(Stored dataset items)
####

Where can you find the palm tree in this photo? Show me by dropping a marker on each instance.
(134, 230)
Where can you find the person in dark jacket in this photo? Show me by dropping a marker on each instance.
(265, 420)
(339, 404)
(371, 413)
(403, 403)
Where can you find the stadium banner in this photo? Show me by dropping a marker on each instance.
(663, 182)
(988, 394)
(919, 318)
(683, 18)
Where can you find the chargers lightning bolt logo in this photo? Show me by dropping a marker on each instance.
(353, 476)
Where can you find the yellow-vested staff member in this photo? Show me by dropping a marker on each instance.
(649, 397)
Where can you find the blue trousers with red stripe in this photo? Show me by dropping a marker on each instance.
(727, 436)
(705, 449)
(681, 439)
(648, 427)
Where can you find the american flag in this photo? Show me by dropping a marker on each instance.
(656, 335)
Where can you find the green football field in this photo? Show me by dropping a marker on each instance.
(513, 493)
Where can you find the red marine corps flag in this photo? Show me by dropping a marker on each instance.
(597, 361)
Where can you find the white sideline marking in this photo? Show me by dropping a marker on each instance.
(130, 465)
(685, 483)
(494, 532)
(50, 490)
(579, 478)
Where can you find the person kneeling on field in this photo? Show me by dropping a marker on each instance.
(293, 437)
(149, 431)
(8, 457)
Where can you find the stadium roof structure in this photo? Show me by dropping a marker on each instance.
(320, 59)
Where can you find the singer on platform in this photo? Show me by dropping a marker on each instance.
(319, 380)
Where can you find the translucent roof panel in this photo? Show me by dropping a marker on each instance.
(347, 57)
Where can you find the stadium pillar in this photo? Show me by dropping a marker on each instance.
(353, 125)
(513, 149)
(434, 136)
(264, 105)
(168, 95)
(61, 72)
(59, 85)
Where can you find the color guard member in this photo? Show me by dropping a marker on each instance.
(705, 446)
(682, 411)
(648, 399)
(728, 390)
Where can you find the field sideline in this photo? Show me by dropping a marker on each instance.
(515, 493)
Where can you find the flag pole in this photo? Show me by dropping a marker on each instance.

####

• _YOUR ASSIGNMENT_:
Repeat the data above. Change nothing.

• _EXERCISE RESULT_:
Where can you find the palm tree in this photo? Show me by dropping a marker on each instance.
(134, 230)
Where can you find the person in dark jacket in this photo? Show me by dropping a marker on each instance.
(265, 420)
(339, 404)
(371, 413)
(403, 403)
Where can you find the stadium banner in this photo? Show me by dropping a marker on each instance.
(663, 182)
(988, 394)
(919, 318)
(683, 18)
Where can you find the chargers lightning bolt logo in this photo? Show me by dropping a marker on each instance.
(353, 476)
Where can you find the yellow-vested staff member in this photo? Show me by dropping a marker on each instance.
(649, 397)
Where can you find the blue trousers with red stripe in this photo? Show me by dropping a marker on each instance.
(727, 436)
(705, 449)
(681, 439)
(648, 427)
Where can you find the american flag in this photo? Show me by dropping a marker on each instance.
(656, 335)
Where can you find the green football field in this photo? Show me by dropping a marker on each instance.
(513, 493)
Where can you find the red marine corps flag in this photo? Show me by dropping a marker on each instance.
(597, 361)
Where can you find the white sideline marking in this photo? Show me by dropping a marker on each instance.
(130, 465)
(685, 483)
(494, 532)
(50, 490)
(579, 478)
Where can you find the person kneeling on field in this photo? Show me by dropping a marker on each instance.
(293, 437)
(149, 431)
(8, 457)
Where can you find the stadium roof structure in this photo? Show me by dropping a marker on each instance.
(320, 59)
Where can you find the singer on platform in this photo? Show me by dropping a marker on each instance.
(319, 380)
Where can you find the translucent roof panel in this photo? Show me by dropping a marker on each instance.
(347, 57)
Where can you find the stadium pillar in this photo? Show me by dropping a marker on each instance.
(353, 125)
(513, 149)
(434, 136)
(264, 105)
(168, 95)
(61, 72)
(59, 85)
Where can you find the color guard member in this photo? Show me by dropping a marker on each instance.
(705, 446)
(682, 411)
(648, 399)
(728, 390)
Where can you find the field sideline in this photo? Show me by dropping a marker on each instance.
(515, 493)
Where can you find the flag pole in this photo? Show me by dropping a marker on each instance.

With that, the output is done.